* _What this task involves_:
All that is wanted is an exact copy of the lines below, starting at the one that contains "Target: green roof" and running to the end.

* _Excerpted data_:
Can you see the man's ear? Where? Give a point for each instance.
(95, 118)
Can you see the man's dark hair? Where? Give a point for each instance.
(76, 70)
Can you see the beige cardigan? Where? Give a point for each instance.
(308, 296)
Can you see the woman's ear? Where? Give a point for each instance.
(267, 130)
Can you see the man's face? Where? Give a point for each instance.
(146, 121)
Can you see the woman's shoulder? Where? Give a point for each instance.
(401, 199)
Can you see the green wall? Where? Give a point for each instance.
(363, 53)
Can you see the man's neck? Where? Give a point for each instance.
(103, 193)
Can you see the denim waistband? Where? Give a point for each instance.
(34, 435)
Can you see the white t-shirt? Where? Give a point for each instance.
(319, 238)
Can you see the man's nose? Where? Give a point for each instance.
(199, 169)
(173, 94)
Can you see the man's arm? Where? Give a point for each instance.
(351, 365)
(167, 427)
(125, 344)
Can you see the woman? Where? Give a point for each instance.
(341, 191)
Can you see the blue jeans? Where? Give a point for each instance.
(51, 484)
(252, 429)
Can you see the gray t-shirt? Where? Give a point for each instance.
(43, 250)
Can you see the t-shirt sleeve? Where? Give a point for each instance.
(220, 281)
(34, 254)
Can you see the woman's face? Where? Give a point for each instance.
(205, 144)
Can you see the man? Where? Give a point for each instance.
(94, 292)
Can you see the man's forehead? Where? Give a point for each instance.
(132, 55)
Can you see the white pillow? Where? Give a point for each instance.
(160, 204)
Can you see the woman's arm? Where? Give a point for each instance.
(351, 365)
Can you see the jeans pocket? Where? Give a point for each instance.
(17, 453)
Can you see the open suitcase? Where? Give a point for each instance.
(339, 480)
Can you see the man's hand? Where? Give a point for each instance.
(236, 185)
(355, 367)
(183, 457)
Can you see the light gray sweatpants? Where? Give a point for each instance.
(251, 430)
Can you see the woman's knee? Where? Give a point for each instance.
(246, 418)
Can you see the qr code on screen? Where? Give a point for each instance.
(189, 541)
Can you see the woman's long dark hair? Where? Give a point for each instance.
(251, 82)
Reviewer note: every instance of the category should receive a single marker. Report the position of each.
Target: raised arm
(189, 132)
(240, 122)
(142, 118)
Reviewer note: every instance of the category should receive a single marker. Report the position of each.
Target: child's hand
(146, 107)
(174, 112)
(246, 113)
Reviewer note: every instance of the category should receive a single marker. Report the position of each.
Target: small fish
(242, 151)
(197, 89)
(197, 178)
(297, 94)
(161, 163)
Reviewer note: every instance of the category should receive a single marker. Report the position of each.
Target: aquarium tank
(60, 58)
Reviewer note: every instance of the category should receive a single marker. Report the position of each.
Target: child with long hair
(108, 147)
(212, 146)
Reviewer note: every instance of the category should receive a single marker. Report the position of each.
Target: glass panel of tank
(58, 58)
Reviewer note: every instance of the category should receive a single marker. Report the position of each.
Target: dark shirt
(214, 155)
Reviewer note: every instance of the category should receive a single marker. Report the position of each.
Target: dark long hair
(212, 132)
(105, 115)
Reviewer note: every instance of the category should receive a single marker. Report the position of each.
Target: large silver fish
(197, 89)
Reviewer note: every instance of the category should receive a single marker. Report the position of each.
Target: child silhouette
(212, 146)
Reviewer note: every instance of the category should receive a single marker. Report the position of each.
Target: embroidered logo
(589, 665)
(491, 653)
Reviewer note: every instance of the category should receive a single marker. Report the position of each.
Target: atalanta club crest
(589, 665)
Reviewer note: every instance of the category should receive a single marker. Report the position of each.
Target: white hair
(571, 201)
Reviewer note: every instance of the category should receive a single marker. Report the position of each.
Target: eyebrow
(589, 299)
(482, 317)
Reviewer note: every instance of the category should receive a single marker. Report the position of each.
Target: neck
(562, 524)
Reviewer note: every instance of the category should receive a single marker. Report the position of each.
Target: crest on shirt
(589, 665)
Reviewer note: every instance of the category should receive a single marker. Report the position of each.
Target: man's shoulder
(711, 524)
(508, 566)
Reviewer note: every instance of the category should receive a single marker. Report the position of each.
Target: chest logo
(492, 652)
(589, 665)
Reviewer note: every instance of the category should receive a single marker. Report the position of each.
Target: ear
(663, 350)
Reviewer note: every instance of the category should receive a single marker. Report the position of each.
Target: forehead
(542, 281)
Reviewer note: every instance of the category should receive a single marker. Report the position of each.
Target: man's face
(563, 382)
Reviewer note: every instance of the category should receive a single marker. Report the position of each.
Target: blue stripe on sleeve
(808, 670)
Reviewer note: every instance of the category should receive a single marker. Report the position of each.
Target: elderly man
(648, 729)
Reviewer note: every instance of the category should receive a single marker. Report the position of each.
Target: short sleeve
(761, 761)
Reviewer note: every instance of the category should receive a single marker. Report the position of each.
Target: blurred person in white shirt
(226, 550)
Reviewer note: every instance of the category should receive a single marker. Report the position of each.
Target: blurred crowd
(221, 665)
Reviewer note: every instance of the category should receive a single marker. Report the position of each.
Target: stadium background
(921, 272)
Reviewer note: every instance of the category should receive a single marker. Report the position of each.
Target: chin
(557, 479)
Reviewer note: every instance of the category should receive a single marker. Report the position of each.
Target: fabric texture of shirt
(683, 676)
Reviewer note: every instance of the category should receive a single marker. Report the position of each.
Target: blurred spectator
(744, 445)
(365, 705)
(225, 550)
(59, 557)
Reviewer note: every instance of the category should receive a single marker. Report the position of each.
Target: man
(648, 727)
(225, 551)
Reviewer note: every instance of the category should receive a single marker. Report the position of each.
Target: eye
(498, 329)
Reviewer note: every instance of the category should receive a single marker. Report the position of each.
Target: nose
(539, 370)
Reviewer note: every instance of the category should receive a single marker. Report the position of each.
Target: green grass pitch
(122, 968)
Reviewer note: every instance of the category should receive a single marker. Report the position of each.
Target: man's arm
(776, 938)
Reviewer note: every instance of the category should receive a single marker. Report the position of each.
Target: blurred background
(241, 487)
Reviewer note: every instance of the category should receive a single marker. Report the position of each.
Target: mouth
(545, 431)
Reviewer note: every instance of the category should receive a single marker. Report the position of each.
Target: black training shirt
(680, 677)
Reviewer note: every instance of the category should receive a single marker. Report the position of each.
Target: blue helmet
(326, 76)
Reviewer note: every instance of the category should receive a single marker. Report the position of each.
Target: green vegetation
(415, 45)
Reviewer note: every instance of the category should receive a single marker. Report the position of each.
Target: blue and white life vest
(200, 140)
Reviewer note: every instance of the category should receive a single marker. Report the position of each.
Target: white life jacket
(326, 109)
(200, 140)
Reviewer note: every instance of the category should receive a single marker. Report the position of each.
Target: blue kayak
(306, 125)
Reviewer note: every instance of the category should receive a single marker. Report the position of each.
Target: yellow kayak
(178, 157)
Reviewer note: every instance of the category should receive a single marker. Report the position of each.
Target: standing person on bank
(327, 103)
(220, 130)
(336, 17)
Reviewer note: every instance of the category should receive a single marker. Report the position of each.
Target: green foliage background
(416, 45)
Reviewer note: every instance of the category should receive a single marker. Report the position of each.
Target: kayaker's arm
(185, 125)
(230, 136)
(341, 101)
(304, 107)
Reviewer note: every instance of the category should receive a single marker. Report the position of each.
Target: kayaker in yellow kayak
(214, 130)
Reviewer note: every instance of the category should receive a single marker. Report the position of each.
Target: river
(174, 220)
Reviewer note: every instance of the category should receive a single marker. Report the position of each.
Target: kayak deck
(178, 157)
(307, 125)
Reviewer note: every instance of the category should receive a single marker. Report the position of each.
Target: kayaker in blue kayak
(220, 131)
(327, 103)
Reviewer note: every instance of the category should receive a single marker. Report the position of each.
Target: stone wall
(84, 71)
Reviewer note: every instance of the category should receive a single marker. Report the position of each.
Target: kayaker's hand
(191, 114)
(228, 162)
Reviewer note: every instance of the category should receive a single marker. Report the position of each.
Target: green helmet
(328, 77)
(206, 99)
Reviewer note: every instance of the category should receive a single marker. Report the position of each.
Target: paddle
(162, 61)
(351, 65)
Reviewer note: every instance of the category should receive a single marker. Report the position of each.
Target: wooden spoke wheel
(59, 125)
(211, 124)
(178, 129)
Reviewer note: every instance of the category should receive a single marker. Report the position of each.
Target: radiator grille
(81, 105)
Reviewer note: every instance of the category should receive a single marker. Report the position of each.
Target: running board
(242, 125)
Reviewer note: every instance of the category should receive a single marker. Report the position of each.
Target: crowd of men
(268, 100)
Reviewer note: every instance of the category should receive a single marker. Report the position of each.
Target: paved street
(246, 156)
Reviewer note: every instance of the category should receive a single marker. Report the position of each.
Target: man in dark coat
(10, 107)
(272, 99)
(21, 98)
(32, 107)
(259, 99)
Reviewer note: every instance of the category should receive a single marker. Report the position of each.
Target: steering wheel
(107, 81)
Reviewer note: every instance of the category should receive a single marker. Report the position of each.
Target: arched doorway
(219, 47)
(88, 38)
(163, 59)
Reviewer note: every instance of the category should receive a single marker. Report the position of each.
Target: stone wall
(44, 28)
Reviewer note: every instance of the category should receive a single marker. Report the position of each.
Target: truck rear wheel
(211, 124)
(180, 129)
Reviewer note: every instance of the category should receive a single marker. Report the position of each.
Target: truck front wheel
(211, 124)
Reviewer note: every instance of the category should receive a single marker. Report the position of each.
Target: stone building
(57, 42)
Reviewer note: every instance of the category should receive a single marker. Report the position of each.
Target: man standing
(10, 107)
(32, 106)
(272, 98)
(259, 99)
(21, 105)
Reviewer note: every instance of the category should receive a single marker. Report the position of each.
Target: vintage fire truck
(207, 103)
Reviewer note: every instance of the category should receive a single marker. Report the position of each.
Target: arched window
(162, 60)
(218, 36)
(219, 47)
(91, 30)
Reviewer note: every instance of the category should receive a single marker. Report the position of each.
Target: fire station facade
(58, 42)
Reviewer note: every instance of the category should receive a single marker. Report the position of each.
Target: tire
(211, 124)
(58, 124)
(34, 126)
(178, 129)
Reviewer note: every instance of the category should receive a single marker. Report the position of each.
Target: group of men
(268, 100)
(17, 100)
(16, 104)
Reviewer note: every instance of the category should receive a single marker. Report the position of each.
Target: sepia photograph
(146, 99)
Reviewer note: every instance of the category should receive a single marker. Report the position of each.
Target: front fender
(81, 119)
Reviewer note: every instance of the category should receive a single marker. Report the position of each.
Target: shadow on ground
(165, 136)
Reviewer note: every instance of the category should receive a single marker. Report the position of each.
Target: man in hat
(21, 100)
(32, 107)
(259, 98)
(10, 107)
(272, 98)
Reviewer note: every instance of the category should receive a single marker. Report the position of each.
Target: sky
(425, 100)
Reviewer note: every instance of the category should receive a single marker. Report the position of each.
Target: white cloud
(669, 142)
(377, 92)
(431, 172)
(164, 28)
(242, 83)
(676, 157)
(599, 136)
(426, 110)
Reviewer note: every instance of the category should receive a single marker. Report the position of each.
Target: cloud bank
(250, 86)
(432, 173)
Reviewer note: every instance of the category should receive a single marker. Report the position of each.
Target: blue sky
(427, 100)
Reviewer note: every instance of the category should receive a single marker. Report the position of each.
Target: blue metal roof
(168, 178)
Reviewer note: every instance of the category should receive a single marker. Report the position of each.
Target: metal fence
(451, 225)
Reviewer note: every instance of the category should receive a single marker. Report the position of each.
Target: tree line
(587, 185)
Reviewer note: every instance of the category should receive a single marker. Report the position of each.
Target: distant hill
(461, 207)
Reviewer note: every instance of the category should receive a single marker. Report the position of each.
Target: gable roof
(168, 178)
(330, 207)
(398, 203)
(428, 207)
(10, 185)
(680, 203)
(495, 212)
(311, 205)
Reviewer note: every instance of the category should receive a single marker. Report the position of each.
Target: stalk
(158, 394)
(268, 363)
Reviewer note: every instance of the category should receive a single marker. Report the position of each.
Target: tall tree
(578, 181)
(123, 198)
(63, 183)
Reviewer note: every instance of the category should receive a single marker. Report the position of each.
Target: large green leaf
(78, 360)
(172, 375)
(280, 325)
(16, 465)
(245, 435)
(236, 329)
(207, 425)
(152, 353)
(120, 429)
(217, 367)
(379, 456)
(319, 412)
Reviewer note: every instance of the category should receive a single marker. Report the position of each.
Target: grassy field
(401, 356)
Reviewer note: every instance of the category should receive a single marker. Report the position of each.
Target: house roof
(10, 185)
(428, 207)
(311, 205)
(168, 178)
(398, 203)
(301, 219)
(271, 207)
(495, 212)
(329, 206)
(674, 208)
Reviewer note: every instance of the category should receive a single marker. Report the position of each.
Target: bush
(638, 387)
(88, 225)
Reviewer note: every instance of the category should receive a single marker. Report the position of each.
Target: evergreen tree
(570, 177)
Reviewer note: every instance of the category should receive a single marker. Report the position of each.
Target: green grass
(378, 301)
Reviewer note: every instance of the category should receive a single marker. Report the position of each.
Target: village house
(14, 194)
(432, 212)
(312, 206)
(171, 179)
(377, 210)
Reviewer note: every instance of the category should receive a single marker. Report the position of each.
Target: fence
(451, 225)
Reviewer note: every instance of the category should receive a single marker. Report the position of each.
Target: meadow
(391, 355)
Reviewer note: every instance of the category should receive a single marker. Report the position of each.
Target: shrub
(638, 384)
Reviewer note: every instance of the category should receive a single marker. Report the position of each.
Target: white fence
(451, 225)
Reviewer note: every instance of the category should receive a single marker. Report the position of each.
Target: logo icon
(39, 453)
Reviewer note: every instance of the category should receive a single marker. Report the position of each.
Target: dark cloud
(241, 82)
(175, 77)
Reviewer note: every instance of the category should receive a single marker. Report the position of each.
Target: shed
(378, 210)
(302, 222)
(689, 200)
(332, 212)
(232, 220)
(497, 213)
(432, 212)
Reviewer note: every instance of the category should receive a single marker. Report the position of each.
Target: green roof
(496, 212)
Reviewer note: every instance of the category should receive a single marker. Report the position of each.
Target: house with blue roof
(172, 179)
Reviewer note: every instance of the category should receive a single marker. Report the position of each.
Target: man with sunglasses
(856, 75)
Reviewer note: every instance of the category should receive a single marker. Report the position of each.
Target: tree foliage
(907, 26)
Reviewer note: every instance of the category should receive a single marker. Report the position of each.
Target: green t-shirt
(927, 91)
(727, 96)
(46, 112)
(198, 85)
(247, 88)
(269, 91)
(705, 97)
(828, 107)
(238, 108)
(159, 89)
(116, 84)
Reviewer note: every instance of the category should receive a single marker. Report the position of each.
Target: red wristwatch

* _Reply_:
Target: green roof
(496, 212)
Reviewer note: every instance of the category should receive a single marker. Report the position of each.
Target: house with blue roof
(172, 179)
Reviewer note: every instance of the category should receive a single marker. Report the position of each.
Target: man with sunglasses
(856, 75)
Reviewer note: every instance of the category should receive a single marker. Report the position of each.
Target: tree foliage
(907, 26)
Reviewer note: every instance of the category should receive a single marker. Report the position of each.
Target: green t-shirt
(927, 91)
(727, 96)
(46, 112)
(198, 85)
(247, 88)
(269, 91)
(705, 97)
(828, 107)
(238, 108)
(159, 89)
(116, 84)
Reviewer note: every instance of the category should receive a single marker. Report the position of each.
Target: red wristwatch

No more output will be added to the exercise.